### Input records ###

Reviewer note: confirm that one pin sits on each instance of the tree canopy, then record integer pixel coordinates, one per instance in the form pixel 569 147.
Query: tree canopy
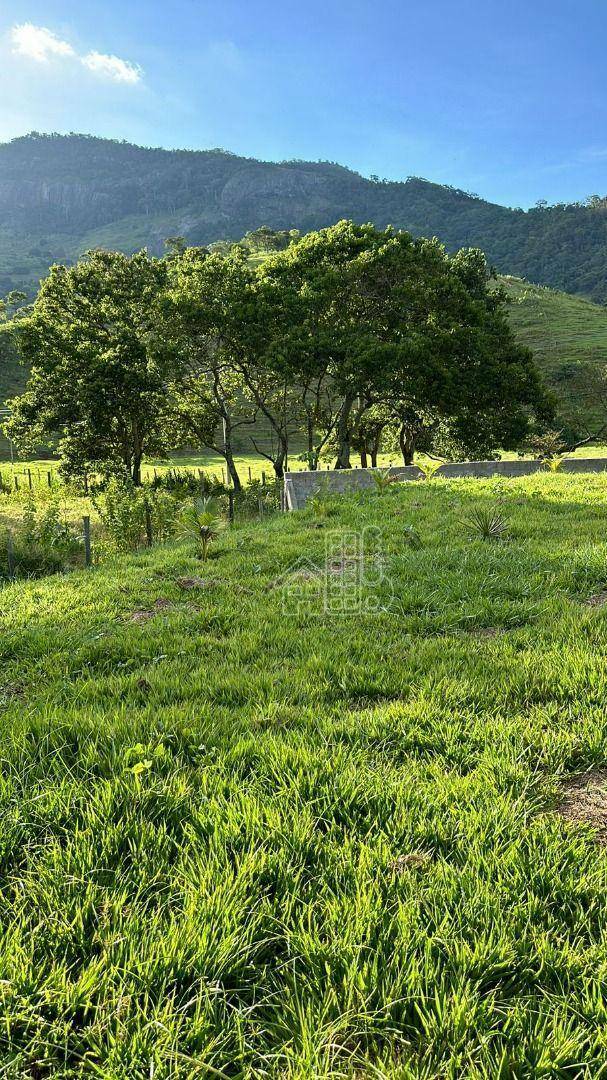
pixel 338 336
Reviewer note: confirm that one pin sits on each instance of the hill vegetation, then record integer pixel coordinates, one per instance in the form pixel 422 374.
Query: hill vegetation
pixel 61 196
pixel 565 334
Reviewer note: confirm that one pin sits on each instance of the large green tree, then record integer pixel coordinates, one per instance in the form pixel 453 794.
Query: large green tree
pixel 97 385
pixel 394 325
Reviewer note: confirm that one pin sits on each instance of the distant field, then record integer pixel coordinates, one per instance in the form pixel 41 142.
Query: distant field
pixel 246 835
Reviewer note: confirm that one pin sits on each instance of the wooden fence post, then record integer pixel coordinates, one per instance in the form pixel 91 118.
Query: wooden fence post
pixel 10 555
pixel 86 524
pixel 149 534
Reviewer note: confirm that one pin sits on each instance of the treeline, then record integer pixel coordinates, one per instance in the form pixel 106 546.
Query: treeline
pixel 351 335
pixel 58 188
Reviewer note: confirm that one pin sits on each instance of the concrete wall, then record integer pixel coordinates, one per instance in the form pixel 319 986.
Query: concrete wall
pixel 298 486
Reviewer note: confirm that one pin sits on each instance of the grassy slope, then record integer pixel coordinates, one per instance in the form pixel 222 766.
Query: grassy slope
pixel 561 328
pixel 243 903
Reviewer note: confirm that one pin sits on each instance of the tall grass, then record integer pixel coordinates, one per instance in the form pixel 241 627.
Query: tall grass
pixel 243 841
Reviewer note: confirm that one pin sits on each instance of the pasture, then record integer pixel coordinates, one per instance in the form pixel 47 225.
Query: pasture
pixel 248 833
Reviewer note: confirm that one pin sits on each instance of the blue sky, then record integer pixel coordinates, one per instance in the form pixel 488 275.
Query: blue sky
pixel 504 98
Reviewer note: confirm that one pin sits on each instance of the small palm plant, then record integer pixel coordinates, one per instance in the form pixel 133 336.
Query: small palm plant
pixel 430 468
pixel 201 523
pixel 487 524
pixel 382 478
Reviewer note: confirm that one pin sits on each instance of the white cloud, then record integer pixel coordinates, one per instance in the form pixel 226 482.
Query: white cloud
pixel 112 67
pixel 38 43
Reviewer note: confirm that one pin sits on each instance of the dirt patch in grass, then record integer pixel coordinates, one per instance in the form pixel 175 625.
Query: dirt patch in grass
pixel 597 599
pixel 143 615
pixel 584 801
pixel 187 583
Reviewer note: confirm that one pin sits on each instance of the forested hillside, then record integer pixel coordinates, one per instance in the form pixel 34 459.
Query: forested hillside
pixel 63 194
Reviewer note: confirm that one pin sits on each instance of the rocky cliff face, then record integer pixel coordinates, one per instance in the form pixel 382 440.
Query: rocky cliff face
pixel 62 194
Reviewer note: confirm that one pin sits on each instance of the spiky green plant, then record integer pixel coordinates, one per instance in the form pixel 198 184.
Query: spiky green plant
pixel 554 463
pixel 202 523
pixel 430 468
pixel 487 524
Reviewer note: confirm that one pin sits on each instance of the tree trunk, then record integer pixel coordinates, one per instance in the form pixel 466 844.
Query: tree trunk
pixel 279 463
pixel 229 454
pixel 375 449
pixel 344 433
pixel 406 441
pixel 231 467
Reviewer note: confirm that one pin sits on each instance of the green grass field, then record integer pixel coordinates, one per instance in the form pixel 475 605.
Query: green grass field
pixel 242 836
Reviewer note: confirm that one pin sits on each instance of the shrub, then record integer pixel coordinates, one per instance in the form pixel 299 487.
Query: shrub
pixel 42 543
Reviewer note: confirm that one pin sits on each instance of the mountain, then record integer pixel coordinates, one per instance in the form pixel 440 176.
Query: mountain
pixel 61 194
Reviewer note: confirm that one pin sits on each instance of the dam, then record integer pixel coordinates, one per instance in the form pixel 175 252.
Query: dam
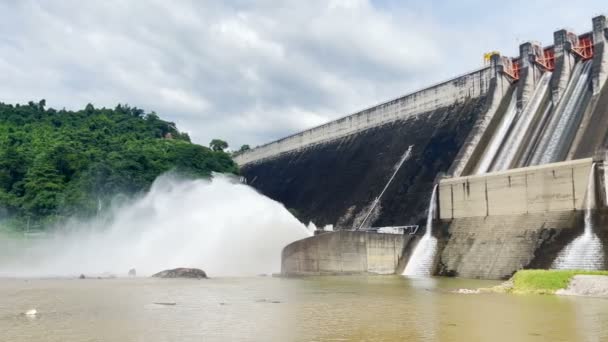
pixel 512 149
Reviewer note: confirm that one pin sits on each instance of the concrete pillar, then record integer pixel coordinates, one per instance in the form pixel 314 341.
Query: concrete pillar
pixel 564 41
pixel 529 73
pixel 599 70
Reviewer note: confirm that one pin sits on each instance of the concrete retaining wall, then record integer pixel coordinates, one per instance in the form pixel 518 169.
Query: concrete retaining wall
pixel 471 85
pixel 552 187
pixel 495 247
pixel 344 252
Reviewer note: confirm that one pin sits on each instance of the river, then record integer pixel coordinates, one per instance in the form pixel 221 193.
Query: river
pixel 356 308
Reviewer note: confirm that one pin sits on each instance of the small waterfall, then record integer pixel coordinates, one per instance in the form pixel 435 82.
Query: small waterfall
pixel 585 252
pixel 513 143
pixel 560 131
pixel 404 158
pixel 499 137
pixel 422 258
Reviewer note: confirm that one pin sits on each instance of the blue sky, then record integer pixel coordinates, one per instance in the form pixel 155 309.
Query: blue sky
pixel 254 71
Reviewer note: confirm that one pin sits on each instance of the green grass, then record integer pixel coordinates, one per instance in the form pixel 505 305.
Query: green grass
pixel 546 281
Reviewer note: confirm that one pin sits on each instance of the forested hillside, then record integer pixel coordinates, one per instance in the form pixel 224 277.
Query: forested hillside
pixel 56 164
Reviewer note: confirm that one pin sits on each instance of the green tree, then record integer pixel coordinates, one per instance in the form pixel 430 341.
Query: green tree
pixel 218 145
pixel 55 164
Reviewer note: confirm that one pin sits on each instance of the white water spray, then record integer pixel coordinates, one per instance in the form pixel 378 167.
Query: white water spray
pixel 585 252
pixel 498 139
pixel 508 154
pixel 422 259
pixel 220 226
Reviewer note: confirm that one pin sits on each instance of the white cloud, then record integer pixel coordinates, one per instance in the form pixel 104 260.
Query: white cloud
pixel 249 72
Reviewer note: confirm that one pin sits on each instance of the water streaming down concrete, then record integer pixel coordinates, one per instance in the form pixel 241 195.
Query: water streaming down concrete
pixel 559 133
pixel 422 260
pixel 498 138
pixel 512 145
pixel 586 251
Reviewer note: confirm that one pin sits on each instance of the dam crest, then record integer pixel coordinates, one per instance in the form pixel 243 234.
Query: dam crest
pixel 510 147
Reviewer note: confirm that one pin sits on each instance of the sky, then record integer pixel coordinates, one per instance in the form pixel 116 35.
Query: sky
pixel 250 72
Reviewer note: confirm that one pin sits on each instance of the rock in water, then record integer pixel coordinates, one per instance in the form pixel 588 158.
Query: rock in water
pixel 192 273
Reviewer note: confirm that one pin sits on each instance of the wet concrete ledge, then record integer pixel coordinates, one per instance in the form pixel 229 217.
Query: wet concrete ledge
pixel 345 253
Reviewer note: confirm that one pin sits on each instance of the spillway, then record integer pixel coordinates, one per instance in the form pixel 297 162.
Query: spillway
pixel 523 119
pixel 421 261
pixel 585 252
pixel 559 133
pixel 498 139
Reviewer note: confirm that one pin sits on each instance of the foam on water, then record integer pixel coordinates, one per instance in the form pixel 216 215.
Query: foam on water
pixel 585 252
pixel 422 259
pixel 221 226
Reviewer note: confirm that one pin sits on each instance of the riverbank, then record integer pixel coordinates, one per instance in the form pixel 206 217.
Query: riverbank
pixel 555 282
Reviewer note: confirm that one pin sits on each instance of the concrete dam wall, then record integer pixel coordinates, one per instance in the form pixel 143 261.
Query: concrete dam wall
pixel 337 180
pixel 345 252
pixel 510 146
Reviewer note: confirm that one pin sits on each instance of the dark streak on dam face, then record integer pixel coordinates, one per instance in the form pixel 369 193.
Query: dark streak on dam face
pixel 335 182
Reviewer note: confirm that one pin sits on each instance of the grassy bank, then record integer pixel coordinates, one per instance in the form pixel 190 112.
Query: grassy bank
pixel 545 281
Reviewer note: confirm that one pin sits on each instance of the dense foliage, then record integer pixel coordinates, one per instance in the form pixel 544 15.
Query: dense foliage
pixel 56 163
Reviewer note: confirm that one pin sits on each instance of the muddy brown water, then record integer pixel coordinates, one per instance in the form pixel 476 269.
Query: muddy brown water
pixel 375 308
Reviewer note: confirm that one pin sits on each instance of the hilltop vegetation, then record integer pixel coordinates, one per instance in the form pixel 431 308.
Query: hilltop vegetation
pixel 56 164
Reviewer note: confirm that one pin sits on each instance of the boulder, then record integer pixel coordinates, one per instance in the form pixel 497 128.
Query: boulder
pixel 191 273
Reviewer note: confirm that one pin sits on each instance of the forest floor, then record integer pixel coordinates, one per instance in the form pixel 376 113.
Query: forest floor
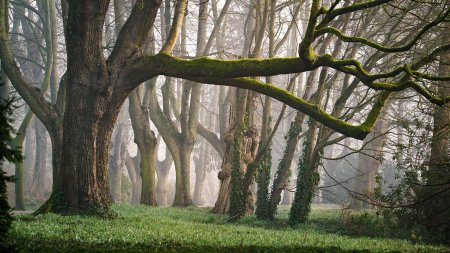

###

What the exercise asks: Rewrite the data from the line containing "pixel 41 142." up to and including the line containing "pixel 504 98", changing every "pin" to "marker" and leaving everything else the same.

Expected answer:
Reviewer note: confirm that one marker sits on each instance of the distant field, then record integer pixel coordinates, one per instance in the form pixel 41 142.
Query: distant field
pixel 246 835
Reviewer note: confirm that one marker sits on each instance of the wooden fence post, then record integer pixel coordinates, one per instance in the form pixel 91 118.
Query: wooden fence post
pixel 10 555
pixel 86 524
pixel 149 534
Reviewer note: confirm that one marker sits on each instance of the treeline, then record integer pixel coordinates, one per instance in the form pixel 106 546.
Query: treeline
pixel 351 335
pixel 58 188
Reviewer note: confirm that one marker sits on each instance of the concrete wall, then record integer pixel coordinates, one per instance in the form pixel 319 986.
Query: concrete wall
pixel 298 486
Reviewer note: confirm that one marker sits on each instance of the grassy slope, then record integer pixel coordinates, one per instance in the form pixel 222 766.
Query: grassy slope
pixel 561 328
pixel 243 903
Reviewer note: confirm that one marker sits on each instance of the tall grass, then record integer pixel coordinates, one per instance in the form pixel 241 627.
Query: tall grass
pixel 243 841
Reviewer note: confirm that one marker sits on each instance of the pasture, then record integer pixel coordinates, one per instance in the form pixel 47 225.
Query: pasture
pixel 248 833
Reviewer note: confirm that one marker sits on each instance of the blue sky, then record integer pixel coordinates, one per instance in the form pixel 488 275.
Query: blue sky
pixel 504 98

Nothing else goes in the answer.